(EXERCISE TEXT Opens)
Wednesday, May 23, 2012

A long way from home

It's been too long. Too long since wrote, too long since I hugged my family, too long since I went to work and thought about the patients instead of broken medical equipment and voltage variability and DHCP leases, too long since I went on a vacation and actually vacationed. That was the story of last month.

After finally moving to Malawi more or less permanently almost one year ago, I have started moving around more often. In Malamulo, I have moved houses more times than I can remember. That was bearable since the faces (or muzzles) around me varied less often. Then came my time to leave the country. Immigration here in Malawi allows one to stay up to three months on a tourist visa, which strictly prohibits work. I have been trying to get an employment permit for several months, but paperwork moves so slowly it practically rots. That necessitated yet another departure from Malawi. The plan was a week trip to Victoria Falls. It would be my first vacation longer than an extended weekend since arriving in Africa and it would be a chance to see a natural wonder of the world.

The plan for a one week trip lasted until the second day of the trip, when I was asked to go to Yuka Adventist Hospital in western Zambia (about 65 km from Angola) and to return to work at Mwami Adventist Hospital in Chipata (about 5 km from Malawi).
(EXERCISE TEXT Closes)
(MATERIAL SHOWN Opens)
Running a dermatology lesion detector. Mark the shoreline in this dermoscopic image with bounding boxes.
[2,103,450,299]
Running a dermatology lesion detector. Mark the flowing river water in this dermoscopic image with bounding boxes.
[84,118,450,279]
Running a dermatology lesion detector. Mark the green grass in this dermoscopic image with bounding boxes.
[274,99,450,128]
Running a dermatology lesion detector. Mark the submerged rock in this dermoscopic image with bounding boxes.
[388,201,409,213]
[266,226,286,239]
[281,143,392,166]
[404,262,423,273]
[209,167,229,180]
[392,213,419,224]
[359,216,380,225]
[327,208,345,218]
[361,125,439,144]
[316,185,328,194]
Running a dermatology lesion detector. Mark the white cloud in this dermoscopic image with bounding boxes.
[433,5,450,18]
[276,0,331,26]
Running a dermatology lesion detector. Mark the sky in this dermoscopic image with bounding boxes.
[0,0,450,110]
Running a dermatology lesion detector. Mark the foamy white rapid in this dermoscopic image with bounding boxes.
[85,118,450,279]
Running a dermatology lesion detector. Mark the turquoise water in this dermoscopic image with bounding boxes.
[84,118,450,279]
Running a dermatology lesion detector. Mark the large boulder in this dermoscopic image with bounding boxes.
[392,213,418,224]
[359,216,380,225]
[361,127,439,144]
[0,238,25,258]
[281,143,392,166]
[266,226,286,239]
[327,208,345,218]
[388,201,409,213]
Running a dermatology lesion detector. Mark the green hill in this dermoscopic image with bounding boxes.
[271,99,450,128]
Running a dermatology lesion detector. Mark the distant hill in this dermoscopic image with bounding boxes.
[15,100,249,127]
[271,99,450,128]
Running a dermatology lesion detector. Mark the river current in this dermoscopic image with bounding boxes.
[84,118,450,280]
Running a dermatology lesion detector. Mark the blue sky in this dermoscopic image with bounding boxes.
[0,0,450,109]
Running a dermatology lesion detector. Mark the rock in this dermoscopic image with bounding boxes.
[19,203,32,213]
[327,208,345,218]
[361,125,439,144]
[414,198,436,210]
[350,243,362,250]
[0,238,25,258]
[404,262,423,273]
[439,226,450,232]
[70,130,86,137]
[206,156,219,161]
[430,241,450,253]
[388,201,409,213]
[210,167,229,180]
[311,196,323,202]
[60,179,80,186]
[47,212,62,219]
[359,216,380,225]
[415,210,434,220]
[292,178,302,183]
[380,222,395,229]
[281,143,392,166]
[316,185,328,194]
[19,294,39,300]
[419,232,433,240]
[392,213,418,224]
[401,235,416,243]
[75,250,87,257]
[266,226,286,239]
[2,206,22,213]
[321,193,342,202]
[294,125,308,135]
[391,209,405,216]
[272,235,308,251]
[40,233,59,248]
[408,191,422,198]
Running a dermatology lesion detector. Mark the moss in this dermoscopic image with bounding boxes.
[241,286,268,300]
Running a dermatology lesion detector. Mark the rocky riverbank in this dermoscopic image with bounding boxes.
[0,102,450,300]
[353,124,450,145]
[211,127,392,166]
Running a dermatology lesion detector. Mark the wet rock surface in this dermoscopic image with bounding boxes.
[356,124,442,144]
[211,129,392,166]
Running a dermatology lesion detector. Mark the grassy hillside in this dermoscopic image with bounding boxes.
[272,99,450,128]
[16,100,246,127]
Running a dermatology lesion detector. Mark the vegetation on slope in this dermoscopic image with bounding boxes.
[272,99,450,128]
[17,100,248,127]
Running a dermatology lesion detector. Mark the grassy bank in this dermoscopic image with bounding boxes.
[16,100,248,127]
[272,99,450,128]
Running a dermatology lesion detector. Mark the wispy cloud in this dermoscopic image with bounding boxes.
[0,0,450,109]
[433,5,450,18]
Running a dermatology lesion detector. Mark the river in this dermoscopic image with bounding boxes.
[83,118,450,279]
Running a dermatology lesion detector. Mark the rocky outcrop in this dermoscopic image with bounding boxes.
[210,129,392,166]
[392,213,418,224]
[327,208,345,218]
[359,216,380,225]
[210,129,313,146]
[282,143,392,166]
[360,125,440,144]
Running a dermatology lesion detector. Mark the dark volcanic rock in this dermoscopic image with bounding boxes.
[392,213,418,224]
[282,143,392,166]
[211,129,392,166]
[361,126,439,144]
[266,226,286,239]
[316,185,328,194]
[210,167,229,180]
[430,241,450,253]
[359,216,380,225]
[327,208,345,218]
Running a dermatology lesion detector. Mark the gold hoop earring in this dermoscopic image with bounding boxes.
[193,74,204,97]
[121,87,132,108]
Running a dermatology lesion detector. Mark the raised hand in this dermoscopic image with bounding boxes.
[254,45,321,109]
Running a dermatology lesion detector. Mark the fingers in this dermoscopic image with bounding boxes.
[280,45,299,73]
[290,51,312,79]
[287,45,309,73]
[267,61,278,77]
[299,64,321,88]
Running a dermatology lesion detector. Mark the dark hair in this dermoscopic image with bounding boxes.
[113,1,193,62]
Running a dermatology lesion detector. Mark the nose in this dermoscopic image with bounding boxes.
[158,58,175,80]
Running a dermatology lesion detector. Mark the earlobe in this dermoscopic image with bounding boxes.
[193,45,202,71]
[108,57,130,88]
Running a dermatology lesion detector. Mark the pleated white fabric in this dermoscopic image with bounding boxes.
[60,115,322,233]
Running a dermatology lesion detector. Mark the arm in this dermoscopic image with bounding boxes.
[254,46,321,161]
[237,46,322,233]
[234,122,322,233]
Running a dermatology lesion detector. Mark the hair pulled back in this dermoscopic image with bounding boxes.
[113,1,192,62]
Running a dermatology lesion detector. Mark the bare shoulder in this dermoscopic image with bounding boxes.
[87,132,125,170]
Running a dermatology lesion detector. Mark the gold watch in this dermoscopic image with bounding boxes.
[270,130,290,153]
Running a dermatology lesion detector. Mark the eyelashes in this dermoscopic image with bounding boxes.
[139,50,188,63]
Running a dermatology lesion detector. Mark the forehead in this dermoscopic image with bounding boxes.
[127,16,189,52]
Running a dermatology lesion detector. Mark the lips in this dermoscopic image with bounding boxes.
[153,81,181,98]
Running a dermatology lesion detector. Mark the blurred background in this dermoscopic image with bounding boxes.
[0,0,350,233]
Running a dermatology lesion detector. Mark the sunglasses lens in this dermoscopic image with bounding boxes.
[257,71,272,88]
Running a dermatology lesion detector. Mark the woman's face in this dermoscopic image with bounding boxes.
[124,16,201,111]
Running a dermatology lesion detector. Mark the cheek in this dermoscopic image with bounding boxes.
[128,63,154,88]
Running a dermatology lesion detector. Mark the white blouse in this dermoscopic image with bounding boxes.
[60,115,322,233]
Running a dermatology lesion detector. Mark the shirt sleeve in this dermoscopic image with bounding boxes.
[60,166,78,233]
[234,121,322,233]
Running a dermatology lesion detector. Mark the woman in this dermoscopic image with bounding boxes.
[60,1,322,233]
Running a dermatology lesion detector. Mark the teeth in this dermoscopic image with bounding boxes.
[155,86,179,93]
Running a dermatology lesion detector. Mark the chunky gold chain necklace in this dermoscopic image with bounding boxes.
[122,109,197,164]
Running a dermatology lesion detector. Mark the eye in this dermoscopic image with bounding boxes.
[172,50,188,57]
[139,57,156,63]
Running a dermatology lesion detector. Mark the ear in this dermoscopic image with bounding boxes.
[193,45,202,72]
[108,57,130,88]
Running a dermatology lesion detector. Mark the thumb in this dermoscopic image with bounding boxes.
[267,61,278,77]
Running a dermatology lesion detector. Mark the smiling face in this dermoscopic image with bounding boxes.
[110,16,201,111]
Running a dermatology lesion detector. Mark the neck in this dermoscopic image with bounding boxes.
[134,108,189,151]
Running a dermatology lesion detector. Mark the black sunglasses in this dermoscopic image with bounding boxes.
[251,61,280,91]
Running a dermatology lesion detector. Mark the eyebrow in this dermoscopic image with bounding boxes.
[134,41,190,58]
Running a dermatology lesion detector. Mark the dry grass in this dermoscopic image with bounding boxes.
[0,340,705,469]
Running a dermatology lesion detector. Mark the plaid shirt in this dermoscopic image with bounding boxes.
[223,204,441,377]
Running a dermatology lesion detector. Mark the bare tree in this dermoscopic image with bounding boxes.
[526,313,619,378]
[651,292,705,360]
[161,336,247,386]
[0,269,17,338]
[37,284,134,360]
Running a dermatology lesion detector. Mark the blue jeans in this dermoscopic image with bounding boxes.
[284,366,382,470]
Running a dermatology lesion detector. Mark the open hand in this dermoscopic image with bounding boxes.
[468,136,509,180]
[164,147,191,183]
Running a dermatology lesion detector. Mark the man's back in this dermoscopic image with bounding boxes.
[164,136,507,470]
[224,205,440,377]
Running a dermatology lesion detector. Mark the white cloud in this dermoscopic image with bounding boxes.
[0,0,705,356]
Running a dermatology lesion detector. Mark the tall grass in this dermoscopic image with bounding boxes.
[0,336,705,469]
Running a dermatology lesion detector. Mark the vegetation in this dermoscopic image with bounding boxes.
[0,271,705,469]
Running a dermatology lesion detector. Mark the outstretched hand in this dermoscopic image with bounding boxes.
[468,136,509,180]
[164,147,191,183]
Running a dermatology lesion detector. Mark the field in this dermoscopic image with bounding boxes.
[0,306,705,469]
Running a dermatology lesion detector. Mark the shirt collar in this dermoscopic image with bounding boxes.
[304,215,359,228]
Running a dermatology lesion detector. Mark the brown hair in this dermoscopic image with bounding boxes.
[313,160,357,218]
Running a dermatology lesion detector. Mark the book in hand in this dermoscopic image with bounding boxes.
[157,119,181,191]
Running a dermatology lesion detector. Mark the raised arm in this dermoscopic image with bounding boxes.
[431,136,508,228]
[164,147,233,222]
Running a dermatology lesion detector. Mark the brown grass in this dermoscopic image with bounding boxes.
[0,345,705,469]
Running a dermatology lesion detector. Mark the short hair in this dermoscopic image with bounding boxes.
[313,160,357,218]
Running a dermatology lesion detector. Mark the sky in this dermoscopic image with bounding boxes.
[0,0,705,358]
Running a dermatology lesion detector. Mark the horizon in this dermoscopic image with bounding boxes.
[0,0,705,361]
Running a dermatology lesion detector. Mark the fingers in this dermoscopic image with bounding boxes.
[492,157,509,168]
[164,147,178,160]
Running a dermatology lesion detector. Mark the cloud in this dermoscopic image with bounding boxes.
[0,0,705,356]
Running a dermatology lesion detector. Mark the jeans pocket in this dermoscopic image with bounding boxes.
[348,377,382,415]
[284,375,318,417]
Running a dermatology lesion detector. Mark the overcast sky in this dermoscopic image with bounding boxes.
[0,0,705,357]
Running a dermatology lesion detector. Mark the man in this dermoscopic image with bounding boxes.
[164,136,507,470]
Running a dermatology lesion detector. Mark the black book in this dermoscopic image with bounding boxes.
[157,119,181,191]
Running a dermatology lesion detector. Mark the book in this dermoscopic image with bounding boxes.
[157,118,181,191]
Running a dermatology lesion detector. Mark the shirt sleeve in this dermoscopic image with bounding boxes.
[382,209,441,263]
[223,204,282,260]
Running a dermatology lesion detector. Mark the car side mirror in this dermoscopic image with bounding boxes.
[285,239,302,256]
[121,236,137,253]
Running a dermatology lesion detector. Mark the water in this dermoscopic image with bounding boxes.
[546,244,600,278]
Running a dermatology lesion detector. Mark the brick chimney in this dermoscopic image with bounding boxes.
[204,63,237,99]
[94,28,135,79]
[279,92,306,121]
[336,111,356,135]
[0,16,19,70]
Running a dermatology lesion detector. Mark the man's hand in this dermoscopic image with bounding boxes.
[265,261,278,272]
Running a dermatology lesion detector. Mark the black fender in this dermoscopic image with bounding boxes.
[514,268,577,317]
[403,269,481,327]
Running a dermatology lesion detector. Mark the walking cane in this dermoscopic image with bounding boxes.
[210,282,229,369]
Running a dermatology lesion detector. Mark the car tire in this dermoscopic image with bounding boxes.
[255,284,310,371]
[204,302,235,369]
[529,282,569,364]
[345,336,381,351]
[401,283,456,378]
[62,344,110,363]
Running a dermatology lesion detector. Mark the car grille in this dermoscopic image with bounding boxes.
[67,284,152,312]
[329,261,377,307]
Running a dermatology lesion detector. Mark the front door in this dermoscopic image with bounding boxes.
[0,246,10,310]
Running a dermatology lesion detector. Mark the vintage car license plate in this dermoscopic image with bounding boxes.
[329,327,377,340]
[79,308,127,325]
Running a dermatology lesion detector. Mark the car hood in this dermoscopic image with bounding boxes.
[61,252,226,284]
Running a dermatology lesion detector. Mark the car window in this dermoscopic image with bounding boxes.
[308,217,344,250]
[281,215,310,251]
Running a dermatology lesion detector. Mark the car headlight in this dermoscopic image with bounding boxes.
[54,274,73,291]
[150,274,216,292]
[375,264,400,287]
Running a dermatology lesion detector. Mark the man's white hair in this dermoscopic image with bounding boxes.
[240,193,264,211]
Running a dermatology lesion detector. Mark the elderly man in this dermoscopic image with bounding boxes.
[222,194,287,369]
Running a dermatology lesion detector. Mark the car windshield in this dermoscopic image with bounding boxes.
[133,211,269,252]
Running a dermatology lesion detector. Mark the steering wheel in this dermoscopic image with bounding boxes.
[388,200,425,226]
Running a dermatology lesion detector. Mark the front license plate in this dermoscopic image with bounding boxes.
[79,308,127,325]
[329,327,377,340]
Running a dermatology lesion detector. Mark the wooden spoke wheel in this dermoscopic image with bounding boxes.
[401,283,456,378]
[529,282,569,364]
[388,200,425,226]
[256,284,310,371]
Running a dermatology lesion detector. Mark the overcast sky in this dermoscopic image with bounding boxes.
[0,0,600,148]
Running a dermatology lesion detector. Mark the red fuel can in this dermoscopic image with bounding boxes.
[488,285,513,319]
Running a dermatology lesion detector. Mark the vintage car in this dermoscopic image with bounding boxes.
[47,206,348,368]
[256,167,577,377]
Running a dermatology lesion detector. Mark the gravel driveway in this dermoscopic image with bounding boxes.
(MATERIAL SHOWN Closes)
## [INSTRUCTIONS]
1. Answer these questions from the blog post about moving to Malawi.
(a) How long does a tourist visa let one stay in Malawi?
(b) Where was the planned one-week trip going?
(c) About how far is Mwami Adventist Hospital in Chipata from Malawi?
2. Translate this sentence from the blog post about moving to Malawi into Spanish: "The plan was a week trip to Victoria Falls."
3. Write the next part of the blog post about moving to Malawi, picking up after its final sentence.

## [ANSWERS PER TASK]
1.
(a) Up to three months.
(b) To Victoria Falls.
(c) About 5 km.

2. El plan era un viaje de una semana a las Cataratas Victoria.

3.
Victoria Falls was all it was cracked up to be. Between soggy shoes, a rainforest in the middle of a savannah, and a backpackers lodge entirely to myself, it was precisely what I needed. Time to sit down when needed, sleep in as long as I could, meander about with no plan or direction or intention, and listen to the roar of millions of liters of angry hydrogen hydroxide. I even managed a trip to Chobe National Park in Botswana, where hippos cluttered the waters and elephants the beaches. Hordes of tusked behemoths stood in stark contrast to the solitary ones I had seen elsewhere. It would have been fascinating to spend some more time watching them, learning the personality of each one, and appreciating their potential.

The next stop was Yuka Hospital, in the west. Getting there wasn't trivial and required buses, taxis, and boats. This truly appeared to be the end of the world. I'm pretty sure Hades was on the next sand dune. Power and water exist, but you don't want to use either of them if possible. Some say that you haven't been an Adventist missionary until you have survived Yuka. I believe you might be immortal if you survive Yuka. It made me remember that no matter how bad things could be at home (wherever home is), they can always be worse.

The next stop was Lusaka, where I went shopping for contactors, pumps, motors, HDPE fittings, solar panels, power conditioners, and deep cycle batteries. If you had showed me pictures of Lusaka and Yuka beside each other, I would have commended you on your Photoshop skills. One is the end of the earth, the other is the worldliest place I have seen in Africa. Malls, rush hour, fast food, all the ills that prosperity has freely given so many Western nations. I think it was like the West anyway. It fit what I think the West is like, although I can't actually remember.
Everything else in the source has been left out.